本文:

§

本日までの進捗:3846文字。スケッチやメモ含めた全体では6000字強。
今書いている二次創作の主人公が頬紅売りの男なので、昨夜にわかに「そう言えば頬紅ってどう作るの?」と思い立って調べ始めた(そんなことは書く前に調べなさい)。まず、困った時の「天工開物」を開くと何やら紅花餅から紅色を作る手順が書いてあり、さらにぐぐったら表参道に紅ミュージアムという紅と化粧の歴史についての企業博物館があることがわかったので、仕事帰りに見てきた。2部屋の小さい展示だけど予想以上の充実度で、帰宅して「天工開物」を再読して「わかる…わかるぞ…!」とムスカになっている。当然と言えば当然かもだが、中国と日本で基本的なところは同じ材料と手順で作っているのだな。
https://www.isehanhonten.co.jp/museum/
【唐突な水都語り】
水都百景録の同性愛黙殺と異性愛偏重については思うところもあるけれども、当時の社会的・思想的状況を踏まえると、異性愛については、現代的な「対等な男女の関係」を導入するだけで現代のプレイヤーの納得感と当時の家父長制への批判と当時の思想潮流の変化(馮夢龍の「山歌」とか)の説明が3つながら可能になるのに対し、当時の(特に男同士の)同性愛は権力勾配を前提としたものなので、現代の価値観にとって違和感のない内実の同性愛を導入するには、歴史的な家父長制に関する部分のそれなりの改変が必要で、しかし封建的な家父長制への批判があのゲームの根幹にあるので、なかなか作り方が難しいのかもしれないなというのが現時点での認識。そのうちちゃんと書きたい。

§

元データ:

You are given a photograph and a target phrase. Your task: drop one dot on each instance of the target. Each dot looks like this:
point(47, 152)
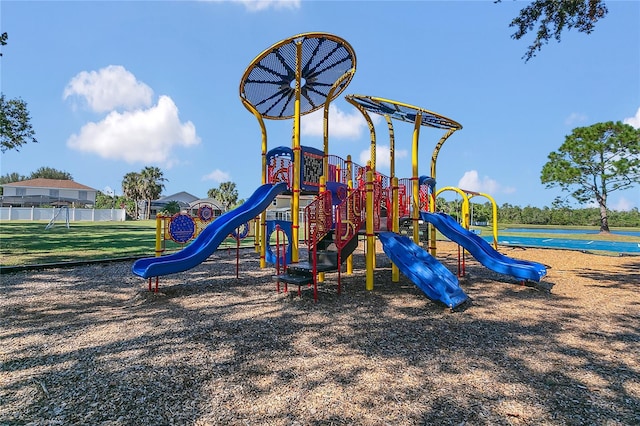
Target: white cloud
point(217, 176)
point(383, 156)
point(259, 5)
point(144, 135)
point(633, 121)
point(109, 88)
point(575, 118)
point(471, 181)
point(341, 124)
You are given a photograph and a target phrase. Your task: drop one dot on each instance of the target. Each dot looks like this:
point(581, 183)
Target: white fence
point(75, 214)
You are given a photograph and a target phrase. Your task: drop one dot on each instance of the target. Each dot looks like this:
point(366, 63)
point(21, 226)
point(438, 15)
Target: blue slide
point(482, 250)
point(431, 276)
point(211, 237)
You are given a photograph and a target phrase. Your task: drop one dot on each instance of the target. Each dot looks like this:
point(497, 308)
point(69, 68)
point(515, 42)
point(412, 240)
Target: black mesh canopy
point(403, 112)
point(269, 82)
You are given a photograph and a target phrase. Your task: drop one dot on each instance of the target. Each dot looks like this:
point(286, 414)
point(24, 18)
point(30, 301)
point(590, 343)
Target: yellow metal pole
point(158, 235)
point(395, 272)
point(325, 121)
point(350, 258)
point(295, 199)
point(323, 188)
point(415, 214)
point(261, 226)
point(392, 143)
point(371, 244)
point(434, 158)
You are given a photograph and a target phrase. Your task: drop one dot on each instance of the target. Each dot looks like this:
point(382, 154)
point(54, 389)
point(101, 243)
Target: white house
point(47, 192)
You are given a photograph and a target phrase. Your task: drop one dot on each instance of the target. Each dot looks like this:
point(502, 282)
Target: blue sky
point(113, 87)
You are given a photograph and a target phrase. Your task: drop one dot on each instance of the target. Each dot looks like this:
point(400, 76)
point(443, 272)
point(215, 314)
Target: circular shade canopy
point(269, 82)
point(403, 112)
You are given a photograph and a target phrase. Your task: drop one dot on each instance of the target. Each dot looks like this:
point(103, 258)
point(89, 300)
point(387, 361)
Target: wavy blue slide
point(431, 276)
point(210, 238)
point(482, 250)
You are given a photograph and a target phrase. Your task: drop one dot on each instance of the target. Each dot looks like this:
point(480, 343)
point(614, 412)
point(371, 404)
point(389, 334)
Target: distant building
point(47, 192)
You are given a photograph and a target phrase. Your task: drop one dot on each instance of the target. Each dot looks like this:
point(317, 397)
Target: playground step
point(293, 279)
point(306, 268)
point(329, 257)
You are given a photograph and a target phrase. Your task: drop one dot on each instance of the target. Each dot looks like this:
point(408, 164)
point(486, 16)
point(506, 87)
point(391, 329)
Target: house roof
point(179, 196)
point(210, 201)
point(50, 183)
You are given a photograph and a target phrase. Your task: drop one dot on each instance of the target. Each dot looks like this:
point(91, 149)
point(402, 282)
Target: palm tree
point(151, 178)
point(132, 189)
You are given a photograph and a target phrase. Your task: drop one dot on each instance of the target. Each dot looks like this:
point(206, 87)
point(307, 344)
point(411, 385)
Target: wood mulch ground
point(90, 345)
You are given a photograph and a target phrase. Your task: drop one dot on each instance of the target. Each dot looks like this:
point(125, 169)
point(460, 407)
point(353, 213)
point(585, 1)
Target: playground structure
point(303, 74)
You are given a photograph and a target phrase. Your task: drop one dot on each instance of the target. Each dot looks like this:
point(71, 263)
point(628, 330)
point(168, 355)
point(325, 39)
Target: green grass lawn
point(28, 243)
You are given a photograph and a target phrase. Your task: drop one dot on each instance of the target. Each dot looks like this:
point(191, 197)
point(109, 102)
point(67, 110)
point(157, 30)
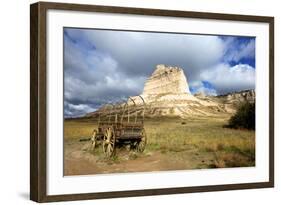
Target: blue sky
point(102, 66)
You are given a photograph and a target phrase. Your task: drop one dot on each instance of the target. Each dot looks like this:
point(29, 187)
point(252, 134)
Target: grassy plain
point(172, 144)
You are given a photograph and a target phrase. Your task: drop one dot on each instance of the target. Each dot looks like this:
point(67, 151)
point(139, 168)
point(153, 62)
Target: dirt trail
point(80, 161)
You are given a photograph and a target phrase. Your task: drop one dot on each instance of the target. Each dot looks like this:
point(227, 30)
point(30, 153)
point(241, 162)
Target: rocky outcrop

§

課題の指示: 本文の中で題名が挙げられている作品（書物やゲームなど）をすべて書き出してください。

解答: 「天工開物」「水都百景録」「山歌」の三つです。